Ingoglia said the legislation is in response to leftist activists that have called for removal of statutes and renaming of buildings because of "things" they said or did.

"Some people want to have uncomfortable conversations about certain subjects. Let's have those conversations," he said.

Is Ingoglia trolling his political opposition that was trounced in the 2022 elections? He did not immediately return a phone call seeking clarification of SB 1248, but he later confirmed the suspicions that he was using the issues of racism and slavery for a political stunt. He tweeted "Fact check: TRUE" late Tuesday when a supporter suggested he had "single-handedly trolled an entire state political party."

Performance politics

Democrats contacted Tuesday were either reluctant to respond to something they viewed as patently and ridiculously unconstitutional or used the provocation to discuss the Republican record.
○ ○ ○ ○ ○ ○ ○
_PROBLEM REQUIREMENTS:_ Reproduce verbatim the portion of the passage on SB 1248 that runs from "Performance politics" up to and including "the Republican record.".

_PROVIDED DATA:_
○ ○ ○ ○ ○ ○ ○
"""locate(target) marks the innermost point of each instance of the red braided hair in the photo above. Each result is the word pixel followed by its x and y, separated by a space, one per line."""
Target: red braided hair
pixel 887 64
○ ○ ○ ○ ○ ○ ○
_COMPLETED TASK:_
Performance politics

Democrats contacted Tuesday were either reluctant to respond to something they viewed as patently and ridiculously unconstitutional or used the provocation to discuss the Republican record.